*AIM:*
Which lines in the data below contain the word "with"? Copy out each of them.

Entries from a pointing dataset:

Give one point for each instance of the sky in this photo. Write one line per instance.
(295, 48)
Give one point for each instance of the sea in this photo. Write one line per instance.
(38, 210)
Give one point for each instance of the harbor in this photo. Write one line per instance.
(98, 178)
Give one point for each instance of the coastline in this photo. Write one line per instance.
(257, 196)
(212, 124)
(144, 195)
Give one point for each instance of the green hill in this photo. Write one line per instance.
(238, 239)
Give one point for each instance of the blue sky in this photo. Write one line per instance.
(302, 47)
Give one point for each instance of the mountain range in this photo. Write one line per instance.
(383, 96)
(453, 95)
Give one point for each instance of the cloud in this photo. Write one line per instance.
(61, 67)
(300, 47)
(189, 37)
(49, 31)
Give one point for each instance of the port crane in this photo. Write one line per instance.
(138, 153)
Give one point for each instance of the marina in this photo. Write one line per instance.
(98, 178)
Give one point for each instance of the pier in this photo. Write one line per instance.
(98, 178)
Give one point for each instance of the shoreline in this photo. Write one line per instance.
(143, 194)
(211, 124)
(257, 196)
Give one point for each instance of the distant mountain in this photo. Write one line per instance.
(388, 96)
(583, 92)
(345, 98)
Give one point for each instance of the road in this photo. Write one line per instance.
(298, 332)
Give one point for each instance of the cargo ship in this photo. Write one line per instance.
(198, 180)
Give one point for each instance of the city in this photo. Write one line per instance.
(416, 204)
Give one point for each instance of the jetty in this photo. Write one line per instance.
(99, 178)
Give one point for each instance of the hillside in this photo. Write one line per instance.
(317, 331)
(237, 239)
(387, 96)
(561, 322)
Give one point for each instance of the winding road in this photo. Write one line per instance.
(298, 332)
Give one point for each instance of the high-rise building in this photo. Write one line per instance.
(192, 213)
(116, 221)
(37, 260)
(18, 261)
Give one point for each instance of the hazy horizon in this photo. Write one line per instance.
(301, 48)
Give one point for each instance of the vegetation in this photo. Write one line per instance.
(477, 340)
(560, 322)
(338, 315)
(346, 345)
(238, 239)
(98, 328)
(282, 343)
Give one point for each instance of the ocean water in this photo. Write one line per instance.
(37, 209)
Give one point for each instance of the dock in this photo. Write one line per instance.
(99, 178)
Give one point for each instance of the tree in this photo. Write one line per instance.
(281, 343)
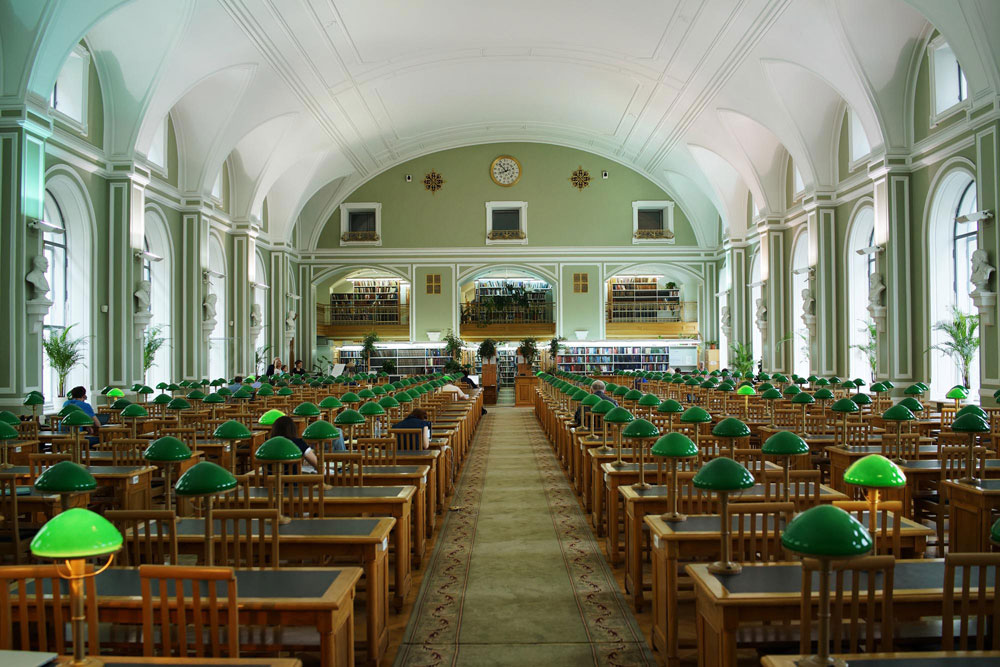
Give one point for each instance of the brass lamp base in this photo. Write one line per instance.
(723, 567)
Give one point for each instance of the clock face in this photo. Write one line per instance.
(505, 171)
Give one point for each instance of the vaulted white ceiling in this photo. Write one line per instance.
(309, 98)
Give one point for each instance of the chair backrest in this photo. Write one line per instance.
(855, 608)
(345, 469)
(171, 611)
(303, 496)
(888, 539)
(378, 451)
(150, 536)
(409, 439)
(756, 536)
(23, 591)
(247, 538)
(973, 592)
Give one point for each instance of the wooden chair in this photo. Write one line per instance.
(886, 542)
(757, 535)
(167, 616)
(978, 617)
(34, 621)
(303, 496)
(857, 613)
(150, 536)
(345, 469)
(248, 538)
(378, 451)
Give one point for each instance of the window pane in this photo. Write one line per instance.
(506, 220)
(650, 219)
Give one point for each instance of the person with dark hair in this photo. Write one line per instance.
(417, 419)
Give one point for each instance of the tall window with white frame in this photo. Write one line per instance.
(860, 270)
(218, 343)
(949, 276)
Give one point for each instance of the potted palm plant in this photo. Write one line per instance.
(961, 340)
(64, 354)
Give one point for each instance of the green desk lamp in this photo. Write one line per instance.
(845, 407)
(729, 429)
(724, 476)
(279, 450)
(971, 424)
(618, 417)
(73, 536)
(899, 414)
(638, 431)
(674, 446)
(167, 451)
(874, 472)
(206, 480)
(66, 479)
(786, 445)
(233, 431)
(825, 533)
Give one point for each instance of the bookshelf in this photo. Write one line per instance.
(638, 299)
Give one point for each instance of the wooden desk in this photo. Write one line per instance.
(322, 598)
(772, 592)
(364, 541)
(971, 512)
(698, 539)
(964, 658)
(394, 501)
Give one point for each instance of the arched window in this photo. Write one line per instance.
(800, 280)
(949, 271)
(860, 269)
(218, 342)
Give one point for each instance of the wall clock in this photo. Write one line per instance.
(505, 171)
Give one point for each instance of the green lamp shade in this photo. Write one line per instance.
(973, 409)
(675, 445)
(320, 430)
(695, 415)
(898, 413)
(205, 478)
(730, 427)
(306, 409)
(66, 477)
(269, 417)
(827, 531)
(723, 474)
(371, 409)
(232, 430)
(640, 428)
(785, 443)
(845, 405)
(78, 418)
(134, 411)
(670, 406)
(349, 418)
(970, 423)
(330, 403)
(76, 533)
(167, 448)
(957, 392)
(278, 449)
(618, 416)
(875, 471)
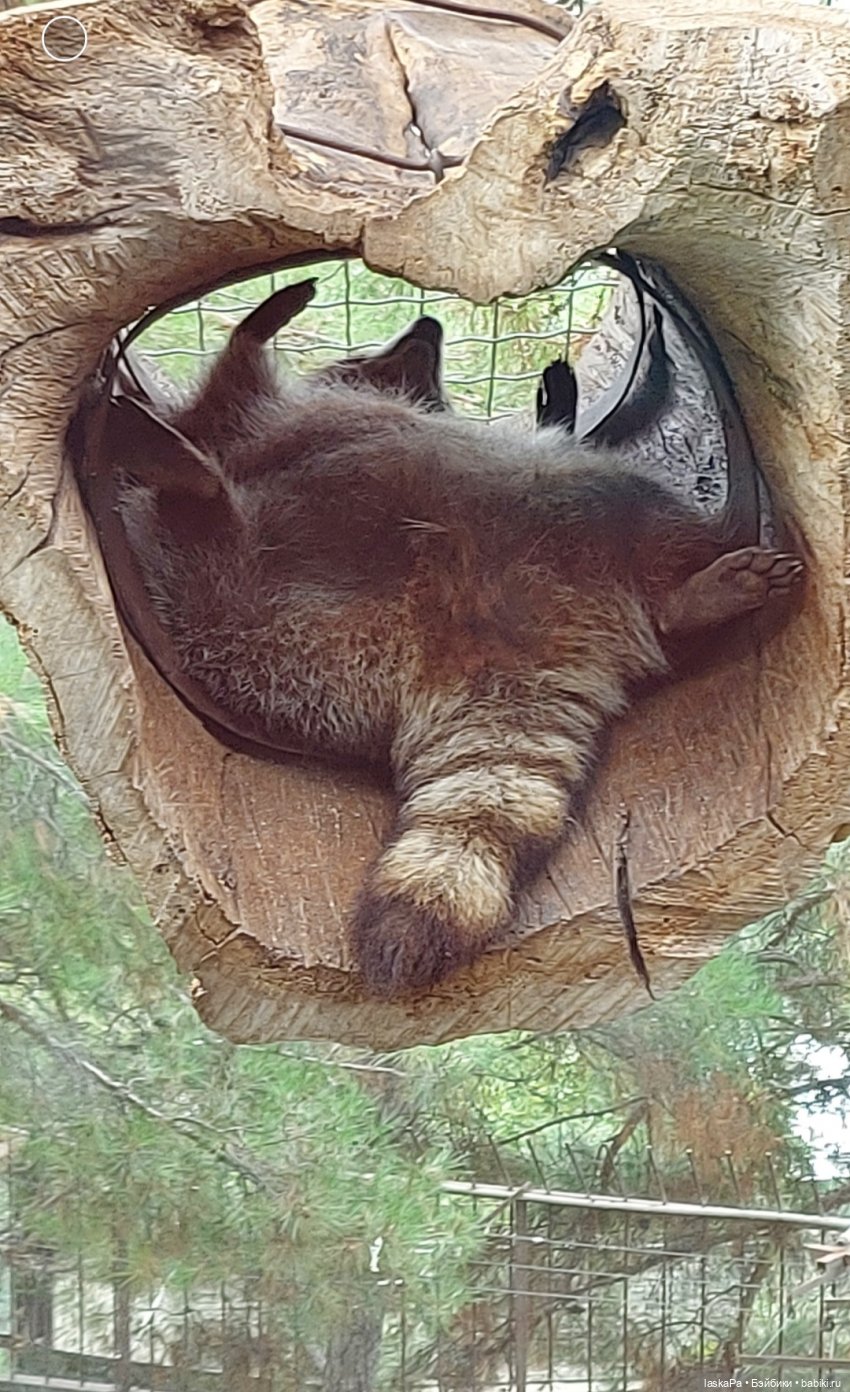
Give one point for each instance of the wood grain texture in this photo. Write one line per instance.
(153, 164)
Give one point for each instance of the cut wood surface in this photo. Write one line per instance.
(153, 164)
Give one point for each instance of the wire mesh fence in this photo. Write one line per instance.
(566, 1291)
(494, 354)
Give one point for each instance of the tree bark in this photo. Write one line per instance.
(153, 164)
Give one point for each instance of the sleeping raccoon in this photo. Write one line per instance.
(468, 606)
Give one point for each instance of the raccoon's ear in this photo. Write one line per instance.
(412, 368)
(409, 365)
(276, 312)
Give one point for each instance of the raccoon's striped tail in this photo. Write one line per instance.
(469, 835)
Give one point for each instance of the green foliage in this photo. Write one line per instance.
(153, 1151)
(494, 354)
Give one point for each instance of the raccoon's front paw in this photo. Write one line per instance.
(402, 948)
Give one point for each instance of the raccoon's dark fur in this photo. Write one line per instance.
(466, 604)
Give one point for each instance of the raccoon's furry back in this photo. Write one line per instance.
(463, 604)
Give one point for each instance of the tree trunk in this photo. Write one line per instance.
(152, 166)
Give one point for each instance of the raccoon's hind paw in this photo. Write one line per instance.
(401, 947)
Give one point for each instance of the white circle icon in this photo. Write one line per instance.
(68, 39)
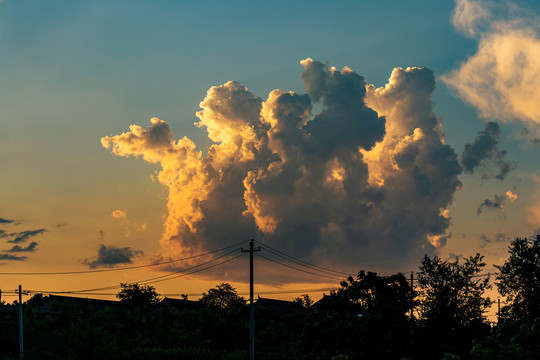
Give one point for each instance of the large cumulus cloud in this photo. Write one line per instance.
(367, 179)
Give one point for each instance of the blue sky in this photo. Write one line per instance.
(73, 72)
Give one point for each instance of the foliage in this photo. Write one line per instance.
(519, 280)
(304, 301)
(137, 296)
(509, 340)
(365, 318)
(451, 305)
(223, 298)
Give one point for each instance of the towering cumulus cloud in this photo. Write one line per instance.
(366, 180)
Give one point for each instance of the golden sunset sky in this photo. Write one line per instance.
(347, 136)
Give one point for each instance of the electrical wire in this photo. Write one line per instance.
(297, 269)
(314, 268)
(307, 264)
(122, 268)
(146, 281)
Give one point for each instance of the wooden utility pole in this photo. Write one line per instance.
(412, 295)
(21, 347)
(251, 310)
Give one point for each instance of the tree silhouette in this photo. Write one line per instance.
(223, 298)
(451, 305)
(519, 280)
(137, 296)
(365, 319)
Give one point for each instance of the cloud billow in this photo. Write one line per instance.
(367, 179)
(484, 150)
(29, 248)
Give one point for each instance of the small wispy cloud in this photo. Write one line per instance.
(30, 248)
(109, 256)
(25, 235)
(497, 203)
(12, 257)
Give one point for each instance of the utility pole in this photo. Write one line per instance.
(21, 347)
(251, 310)
(412, 294)
(499, 310)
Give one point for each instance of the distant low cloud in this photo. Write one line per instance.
(25, 235)
(119, 214)
(369, 178)
(12, 257)
(29, 248)
(501, 79)
(497, 203)
(528, 135)
(109, 256)
(484, 151)
(511, 196)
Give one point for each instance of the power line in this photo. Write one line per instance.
(297, 269)
(299, 262)
(151, 280)
(123, 268)
(268, 248)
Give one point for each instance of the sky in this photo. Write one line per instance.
(355, 135)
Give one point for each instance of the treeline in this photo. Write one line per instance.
(368, 317)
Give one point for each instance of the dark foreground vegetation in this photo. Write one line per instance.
(369, 317)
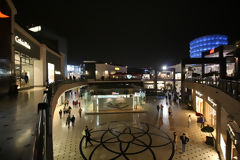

*TASK ANSWER:*
Give one point for each instance of the person with dark hair in this photo. Write one line per instance.
Give one point for each instance of the tall window with white frame in this photo. Write one line per instance.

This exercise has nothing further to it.